→ **Passage shown**:
Chapter 9 Measure Theory

Theorem 9.1

If \(O\) is a bounded open set and \(p\) is a point of \(O\) then there is a unique open interval containing \(p\) which is a subset of \(O\) whose endpoints do not lie in \(O\text{.}\)

Now that we know that the intervals described in Theorem 9.1 exist, we can formally define them and give them a name.

Definition 9.2

If \(O\) is a bounded open set and \(p \in O\) then the open interval containing \(p\) which is a subset of \(O\) and whose endpoints are not in \(O\) is called the component of \(O\) containing \(p\).

Theorem 9.3

If \(O\) is a bounded open set, then the set of all components of \(O\) is a countable collection of mutually disjoint open intervals whose union is \(O\text{.}\)

Definition 9.4

If \(S\) is any interval (open, closed, or half-open), then we define \(L(S)\) to be the length of \(S\). For example, if \(S = [a,b],\) then \(L(S)= b-a\text{.}\) If \(G\) is a finite collection of mutually disjoint open intervals then \(L(G)\) denotes the sum of the lengths of the elements of \(G\text{.}\) If \(G = \{g_1, g_2, g_3, \dots \}\) is a countable collection of mutually disjoint open intervals lying in an open interval, then \(L(G) = \sum_{i=1}^\infty L(g_i)\text{.}\)

Theorem 9.5

If \(G\) is a finite collection of mutually disjoint open intervals lying in the open interval \((a,b)\text{,}\) then \(L(G) \leq b-a\text{.}\)

Theorem 9.6

If \(G\) is a countable collection of mutually disjoint open intervals lying in the open interval \((a,b)\) then \(L(G) \leq b-a\text{.}\)

Definition 9.7

If \(G\) is a collection of point sets then \(G^*\) denotes the set which is the union of the members of \(G\text{;}\) that is, \(G^* = \bigcup_{g \in G} g\text{.}\)

→ **Set problem**: In the measure theory passage, what set does G* denote when G is a collection of point sets?

(Records from a point labeling set)
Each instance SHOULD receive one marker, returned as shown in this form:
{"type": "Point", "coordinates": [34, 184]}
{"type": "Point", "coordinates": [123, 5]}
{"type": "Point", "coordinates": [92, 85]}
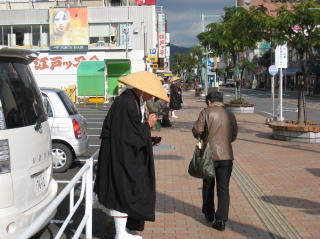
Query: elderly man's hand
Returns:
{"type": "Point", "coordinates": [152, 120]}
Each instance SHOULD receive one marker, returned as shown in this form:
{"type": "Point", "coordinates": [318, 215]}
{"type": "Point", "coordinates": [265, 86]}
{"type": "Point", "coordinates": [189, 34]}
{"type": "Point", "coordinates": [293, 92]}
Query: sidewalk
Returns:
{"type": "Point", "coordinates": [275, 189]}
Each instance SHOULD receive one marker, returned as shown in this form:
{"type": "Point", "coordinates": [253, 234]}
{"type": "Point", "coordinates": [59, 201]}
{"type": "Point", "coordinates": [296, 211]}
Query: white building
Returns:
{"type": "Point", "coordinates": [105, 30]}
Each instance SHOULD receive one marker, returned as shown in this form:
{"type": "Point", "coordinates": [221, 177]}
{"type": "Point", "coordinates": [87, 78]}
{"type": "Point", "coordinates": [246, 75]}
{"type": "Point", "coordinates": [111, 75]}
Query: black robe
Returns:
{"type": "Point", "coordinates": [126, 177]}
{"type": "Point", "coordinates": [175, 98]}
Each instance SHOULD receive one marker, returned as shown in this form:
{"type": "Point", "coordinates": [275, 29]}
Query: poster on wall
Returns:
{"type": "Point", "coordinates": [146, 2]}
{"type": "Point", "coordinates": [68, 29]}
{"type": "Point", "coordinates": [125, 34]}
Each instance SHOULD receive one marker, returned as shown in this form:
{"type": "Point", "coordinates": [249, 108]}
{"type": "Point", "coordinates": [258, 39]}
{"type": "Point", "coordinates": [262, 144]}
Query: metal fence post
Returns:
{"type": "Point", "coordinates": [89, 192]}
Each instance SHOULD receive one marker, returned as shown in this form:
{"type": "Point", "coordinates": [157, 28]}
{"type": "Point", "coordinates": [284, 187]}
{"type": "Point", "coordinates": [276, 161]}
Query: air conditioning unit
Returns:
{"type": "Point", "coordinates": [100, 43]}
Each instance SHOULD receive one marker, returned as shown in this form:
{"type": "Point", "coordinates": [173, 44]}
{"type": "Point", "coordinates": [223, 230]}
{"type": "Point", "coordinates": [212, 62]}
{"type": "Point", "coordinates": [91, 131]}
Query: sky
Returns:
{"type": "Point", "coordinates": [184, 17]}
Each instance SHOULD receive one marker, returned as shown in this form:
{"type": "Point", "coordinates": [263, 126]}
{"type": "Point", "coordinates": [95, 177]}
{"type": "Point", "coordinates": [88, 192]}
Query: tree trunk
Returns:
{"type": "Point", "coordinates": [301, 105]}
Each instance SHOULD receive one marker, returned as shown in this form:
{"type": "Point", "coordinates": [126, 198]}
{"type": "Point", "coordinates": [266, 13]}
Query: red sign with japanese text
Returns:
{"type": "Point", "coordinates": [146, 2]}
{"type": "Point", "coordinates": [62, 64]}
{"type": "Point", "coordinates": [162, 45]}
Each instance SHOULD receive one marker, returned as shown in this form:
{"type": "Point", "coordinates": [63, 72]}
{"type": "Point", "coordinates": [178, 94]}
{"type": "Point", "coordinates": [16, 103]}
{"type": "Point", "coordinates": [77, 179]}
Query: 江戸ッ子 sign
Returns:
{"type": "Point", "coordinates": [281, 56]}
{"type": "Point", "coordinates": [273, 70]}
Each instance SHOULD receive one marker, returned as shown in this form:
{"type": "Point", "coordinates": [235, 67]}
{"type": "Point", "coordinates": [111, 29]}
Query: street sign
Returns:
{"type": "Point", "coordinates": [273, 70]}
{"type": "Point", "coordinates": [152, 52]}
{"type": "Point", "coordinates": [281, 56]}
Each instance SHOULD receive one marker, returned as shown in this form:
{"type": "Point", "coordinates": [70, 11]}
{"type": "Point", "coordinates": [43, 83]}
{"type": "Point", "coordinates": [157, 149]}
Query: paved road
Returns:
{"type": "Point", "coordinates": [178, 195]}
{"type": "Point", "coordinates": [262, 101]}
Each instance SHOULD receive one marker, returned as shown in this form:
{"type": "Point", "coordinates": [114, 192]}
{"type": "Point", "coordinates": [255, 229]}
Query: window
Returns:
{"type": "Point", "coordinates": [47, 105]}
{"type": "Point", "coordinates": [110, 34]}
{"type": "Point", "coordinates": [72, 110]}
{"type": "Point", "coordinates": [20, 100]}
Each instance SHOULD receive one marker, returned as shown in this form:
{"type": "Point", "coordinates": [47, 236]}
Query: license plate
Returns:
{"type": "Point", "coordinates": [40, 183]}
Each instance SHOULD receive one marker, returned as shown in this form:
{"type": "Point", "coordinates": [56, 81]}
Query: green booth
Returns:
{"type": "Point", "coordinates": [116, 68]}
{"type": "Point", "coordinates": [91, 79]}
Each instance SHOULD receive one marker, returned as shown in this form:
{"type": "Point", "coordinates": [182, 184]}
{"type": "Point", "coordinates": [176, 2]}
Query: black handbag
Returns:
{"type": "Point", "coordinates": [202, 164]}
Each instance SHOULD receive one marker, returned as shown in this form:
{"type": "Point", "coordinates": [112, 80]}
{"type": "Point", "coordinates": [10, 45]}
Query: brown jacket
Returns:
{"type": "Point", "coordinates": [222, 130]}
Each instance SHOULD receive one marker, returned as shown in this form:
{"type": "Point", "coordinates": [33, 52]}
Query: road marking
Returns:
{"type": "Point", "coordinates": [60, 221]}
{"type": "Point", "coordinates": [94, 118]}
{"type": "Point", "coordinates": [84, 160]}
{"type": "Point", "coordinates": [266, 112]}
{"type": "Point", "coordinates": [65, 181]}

* * *

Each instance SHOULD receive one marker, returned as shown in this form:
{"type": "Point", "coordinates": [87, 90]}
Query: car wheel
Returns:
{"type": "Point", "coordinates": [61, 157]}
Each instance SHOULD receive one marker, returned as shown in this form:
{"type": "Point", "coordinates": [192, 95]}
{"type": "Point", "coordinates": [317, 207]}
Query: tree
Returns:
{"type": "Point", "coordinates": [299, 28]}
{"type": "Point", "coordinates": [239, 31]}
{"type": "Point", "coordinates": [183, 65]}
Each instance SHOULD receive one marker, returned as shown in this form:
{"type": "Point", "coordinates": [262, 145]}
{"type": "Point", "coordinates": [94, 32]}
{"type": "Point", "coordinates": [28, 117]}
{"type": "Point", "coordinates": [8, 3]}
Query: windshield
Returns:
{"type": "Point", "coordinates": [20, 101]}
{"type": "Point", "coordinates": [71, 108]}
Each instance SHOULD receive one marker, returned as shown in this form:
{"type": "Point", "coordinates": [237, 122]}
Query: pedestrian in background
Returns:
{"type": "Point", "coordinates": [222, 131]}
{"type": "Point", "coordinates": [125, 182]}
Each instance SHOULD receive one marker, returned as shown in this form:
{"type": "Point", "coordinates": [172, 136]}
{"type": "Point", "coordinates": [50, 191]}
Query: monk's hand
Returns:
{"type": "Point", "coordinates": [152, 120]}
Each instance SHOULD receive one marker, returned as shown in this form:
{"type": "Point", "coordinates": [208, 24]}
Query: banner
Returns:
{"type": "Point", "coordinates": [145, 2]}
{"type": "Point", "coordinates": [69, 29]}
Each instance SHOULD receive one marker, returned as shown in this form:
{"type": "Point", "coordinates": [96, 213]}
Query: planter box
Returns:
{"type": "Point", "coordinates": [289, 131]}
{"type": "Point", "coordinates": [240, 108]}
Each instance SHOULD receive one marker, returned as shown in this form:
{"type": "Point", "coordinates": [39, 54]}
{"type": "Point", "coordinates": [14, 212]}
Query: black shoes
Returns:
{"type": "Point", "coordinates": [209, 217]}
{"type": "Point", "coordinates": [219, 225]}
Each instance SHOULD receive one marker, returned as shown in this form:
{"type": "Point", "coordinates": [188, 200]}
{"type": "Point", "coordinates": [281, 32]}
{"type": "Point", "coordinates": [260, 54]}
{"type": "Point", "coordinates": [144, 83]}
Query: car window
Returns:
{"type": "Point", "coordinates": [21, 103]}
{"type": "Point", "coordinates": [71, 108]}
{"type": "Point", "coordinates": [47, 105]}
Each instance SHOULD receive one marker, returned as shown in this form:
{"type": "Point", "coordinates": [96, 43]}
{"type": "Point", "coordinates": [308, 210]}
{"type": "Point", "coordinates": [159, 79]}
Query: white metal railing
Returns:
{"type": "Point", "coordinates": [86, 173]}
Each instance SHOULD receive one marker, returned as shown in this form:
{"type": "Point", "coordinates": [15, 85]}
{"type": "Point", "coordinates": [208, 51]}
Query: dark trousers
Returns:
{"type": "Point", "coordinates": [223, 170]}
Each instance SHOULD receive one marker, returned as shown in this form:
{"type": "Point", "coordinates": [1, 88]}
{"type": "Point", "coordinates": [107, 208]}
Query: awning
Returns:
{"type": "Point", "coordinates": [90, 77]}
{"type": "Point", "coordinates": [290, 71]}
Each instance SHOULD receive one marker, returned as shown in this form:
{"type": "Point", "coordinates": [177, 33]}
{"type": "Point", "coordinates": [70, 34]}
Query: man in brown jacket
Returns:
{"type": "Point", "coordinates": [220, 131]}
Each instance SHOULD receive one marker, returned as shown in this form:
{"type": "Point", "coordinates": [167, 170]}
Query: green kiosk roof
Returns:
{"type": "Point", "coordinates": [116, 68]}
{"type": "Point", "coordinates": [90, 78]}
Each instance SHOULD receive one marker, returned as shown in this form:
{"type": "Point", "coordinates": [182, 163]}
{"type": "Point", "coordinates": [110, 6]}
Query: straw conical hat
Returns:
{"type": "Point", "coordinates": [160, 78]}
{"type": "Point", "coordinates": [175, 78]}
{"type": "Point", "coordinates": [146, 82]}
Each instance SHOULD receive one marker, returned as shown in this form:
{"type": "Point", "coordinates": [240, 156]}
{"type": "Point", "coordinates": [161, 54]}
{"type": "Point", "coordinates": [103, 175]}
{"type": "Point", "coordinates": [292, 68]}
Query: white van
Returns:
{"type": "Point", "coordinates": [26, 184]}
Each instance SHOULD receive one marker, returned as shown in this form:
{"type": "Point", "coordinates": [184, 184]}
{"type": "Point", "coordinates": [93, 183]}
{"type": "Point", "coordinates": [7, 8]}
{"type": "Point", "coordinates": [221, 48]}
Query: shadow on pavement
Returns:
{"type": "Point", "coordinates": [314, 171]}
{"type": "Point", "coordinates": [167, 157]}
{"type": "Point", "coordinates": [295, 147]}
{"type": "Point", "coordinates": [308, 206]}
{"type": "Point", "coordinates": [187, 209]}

→ **Answer to this exercise**: The union of the members of G.